§ **Petite tâche**: Poursuivez l'extrait ci-dessous sur la Cour de justice de l'Union européenne, juste après sa dernière phrase.

§ **Extrait source**:
Le principe de primauté du droit de l’UE a été proclamé expressément dans un article du Traité constitutionnel européen… non adopté suite aux refus de la France et des Pays-Bas. Dans son ouvrage, Melchior Wathelet souligne que si la phrase du Traité constitutionnel proclamant ce principe a disparu du Traité de Lisbonne, les Etats membres ont adopté une déclaration annexe indiquant que rien n’était changé au principe de primauté du droit européen proclamé par la Cour de Justice. « Il existe une certaine schizophrénie de la part des Etats : ils acceptent la primauté du droit européen et la jurisprudence de la Cour de justice à cet égard… mais comme ça les gêne encore un peu, ils refusent de le dire ouvertement, et préfèrent placer cela dans une déclaration annexée au traité de Lisbonne (2) alors que les déclarations sont des textes purement politiques, sans force juridique obligatoire, même si, lorsqu’elles sont signées par tous les Etats, elles indiquent politiquement une volonté commune claire ».

De nombreux arrêts de la Cour de justice ont des conséquences importantes dans la vie quotidienne des citoyens européens : égalité de traitement et droits sociaux, libre prestation des services, droit de séjour, etc. En 1991, dans l’arrêt Francovich, elle affirme une notion fondamentale : la responsabilité d’un Etat envers les particuliers pour les dommages qu’ils auraient subis suite à une violation du droit européen par cet Etat. Depuis lors, les citoyens européens peuvent intenter une action en réparation contre l’Etat coupable d’une telle négligence. Un grand nombre d’arrêts concerne le domaine de la libre circulation des personnes. L’un des plus célèbres est l’arrêt Bosman, dans lequel la Cour indique que le sport professionnel est une activité économique qui ne peut être entravée par des règles entravant le transfert international des joueurs ou limitant le nombre de joueurs ressortissants d'autres Etats membres.

Une amende de 10 millions d’euros pour la Belgique

Les Etats qui ne transposent pas correctement les directives européennes dans leur législation nationale peuvent être poursuivis devant la Cour de Justice par la Commission européenne (à travers une procédure dite de « manquement »). Il arrive souvent qu’une première condamnation en manquement n’incite guère les Etats à se conformer au droit européen, dans la mesure où elle n’est assortie d’aucune sanction. Depuis 1992, les Etats qui persistent à ignorer le droit européen peuvent être sanctionnés financièrement par une condamnation en « double manquement » prononcée par la Cour de Justice. Plusieurs Etats ont été condamnés à de lourdes astreintes ou amendes : la Grèce, l’Espagne, la France, le Portugal, l’Italie, l’Irlande, le Luxembourg et pour la première fois la Belgique le 17 octobre 2013. Dans un premier arrêt du 8 juillet 2004, la Cour avait constaté que la Belgique enfreignait une directive de 1991 relative au traitement des eaux urbaines résiduaires. Les progrès réalisés par les Régions (compétentes en cette matière) n’étant pas été assez rapides, la Belgique a été condamnée en 2013 à payer au budget de l’UE la somme de 10 millions d’euros, ainsi qu’une astreinte de 859.404 euros par semestre de nouveau retard dans la mise en œuvre du programme d’épuration des eaux urbaines résiduaires.

§ **Données extraites**:

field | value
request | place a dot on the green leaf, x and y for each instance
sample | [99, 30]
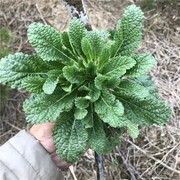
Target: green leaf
[117, 66]
[146, 111]
[34, 84]
[47, 42]
[80, 113]
[69, 137]
[14, 69]
[110, 110]
[144, 63]
[76, 33]
[73, 74]
[131, 89]
[41, 108]
[128, 33]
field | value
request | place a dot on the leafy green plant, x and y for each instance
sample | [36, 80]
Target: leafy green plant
[93, 86]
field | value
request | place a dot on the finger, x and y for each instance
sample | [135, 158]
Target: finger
[63, 165]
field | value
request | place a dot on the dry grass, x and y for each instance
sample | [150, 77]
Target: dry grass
[156, 153]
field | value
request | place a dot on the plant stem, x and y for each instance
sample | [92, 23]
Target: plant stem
[99, 166]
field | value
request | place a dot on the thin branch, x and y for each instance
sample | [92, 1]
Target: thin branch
[76, 8]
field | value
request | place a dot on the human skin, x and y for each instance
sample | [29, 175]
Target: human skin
[43, 133]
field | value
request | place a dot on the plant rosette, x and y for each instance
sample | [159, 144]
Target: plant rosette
[91, 83]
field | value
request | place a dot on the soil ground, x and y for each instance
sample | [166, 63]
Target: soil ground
[155, 154]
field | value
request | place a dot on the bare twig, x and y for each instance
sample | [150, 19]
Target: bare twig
[76, 8]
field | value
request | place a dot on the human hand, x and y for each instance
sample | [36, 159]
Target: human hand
[43, 133]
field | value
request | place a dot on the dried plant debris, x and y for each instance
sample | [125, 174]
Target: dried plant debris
[155, 154]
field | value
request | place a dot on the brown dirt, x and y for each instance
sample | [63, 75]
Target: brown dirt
[156, 153]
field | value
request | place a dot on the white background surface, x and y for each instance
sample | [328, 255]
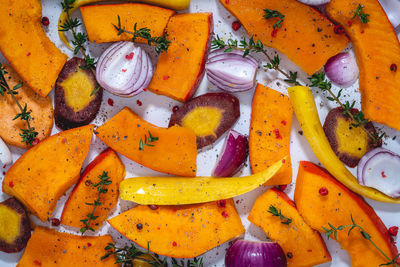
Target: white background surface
[157, 110]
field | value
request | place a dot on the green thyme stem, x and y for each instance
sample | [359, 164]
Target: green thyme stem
[333, 230]
[104, 180]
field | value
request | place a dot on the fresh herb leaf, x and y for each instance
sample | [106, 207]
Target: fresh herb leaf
[334, 230]
[161, 42]
[104, 180]
[28, 135]
[269, 13]
[276, 212]
[358, 12]
[147, 141]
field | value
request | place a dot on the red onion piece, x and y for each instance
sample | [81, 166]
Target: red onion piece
[230, 71]
[379, 169]
[124, 69]
[342, 69]
[234, 154]
[248, 253]
[314, 2]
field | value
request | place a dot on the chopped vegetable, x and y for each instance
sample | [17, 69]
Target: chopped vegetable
[26, 46]
[180, 70]
[250, 253]
[209, 116]
[5, 154]
[379, 85]
[86, 191]
[50, 248]
[380, 169]
[233, 156]
[77, 95]
[276, 214]
[350, 143]
[100, 21]
[174, 152]
[124, 69]
[46, 171]
[306, 37]
[342, 69]
[15, 228]
[179, 191]
[183, 231]
[269, 138]
[342, 207]
[231, 71]
[306, 112]
[26, 106]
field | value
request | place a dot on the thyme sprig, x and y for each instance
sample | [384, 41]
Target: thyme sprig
[104, 180]
[332, 230]
[319, 80]
[276, 212]
[80, 39]
[252, 46]
[147, 141]
[358, 12]
[127, 254]
[270, 13]
[161, 42]
[28, 135]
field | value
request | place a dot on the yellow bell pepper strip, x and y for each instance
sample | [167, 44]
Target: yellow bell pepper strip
[306, 112]
[173, 4]
[184, 190]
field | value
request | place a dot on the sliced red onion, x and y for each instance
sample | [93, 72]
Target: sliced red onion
[124, 69]
[248, 253]
[380, 169]
[314, 2]
[234, 154]
[5, 154]
[342, 69]
[230, 71]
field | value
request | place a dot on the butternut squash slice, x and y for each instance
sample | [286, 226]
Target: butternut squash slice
[174, 152]
[269, 138]
[99, 20]
[336, 205]
[76, 209]
[42, 112]
[41, 175]
[50, 248]
[306, 36]
[187, 231]
[304, 245]
[377, 49]
[180, 70]
[26, 47]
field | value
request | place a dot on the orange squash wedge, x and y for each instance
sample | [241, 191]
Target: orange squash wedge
[50, 248]
[26, 46]
[322, 200]
[269, 138]
[180, 70]
[184, 231]
[306, 36]
[174, 152]
[76, 209]
[99, 20]
[377, 48]
[43, 174]
[304, 245]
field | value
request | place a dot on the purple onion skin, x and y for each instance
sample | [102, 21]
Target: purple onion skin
[233, 156]
[342, 69]
[243, 253]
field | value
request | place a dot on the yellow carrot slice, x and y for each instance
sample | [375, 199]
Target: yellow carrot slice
[182, 190]
[306, 112]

§ **Le résultat**:
La Belgique demeure un « élève moyen » parmi les Etats membres dans l’application du droit européen. « Le meilleur élève dans ce domaine est le Danemark, note Melchior Wathelet. Le Royaume-Uni est aussi un pays qui se distingue par son respect des législations européennes. Il n’aime pas s’y associer, mais quand il les accepte, il les respecte. Avant 1990, les Anglais reprochaient d’ailleurs à certains Etats d’aimer les législations européennes mais de ne pas les respecter. Ils sont à l’origine de la réforme de 1992 permettant d’imposer des sanctions financières à un Etat condamné pour une violation du droit européen qui n’adapte pas sa législation. C’est rare que les Anglais demandent un renforcement des pouvoirs d’une institution européenne, en l’occurrence de la Cour de justice ».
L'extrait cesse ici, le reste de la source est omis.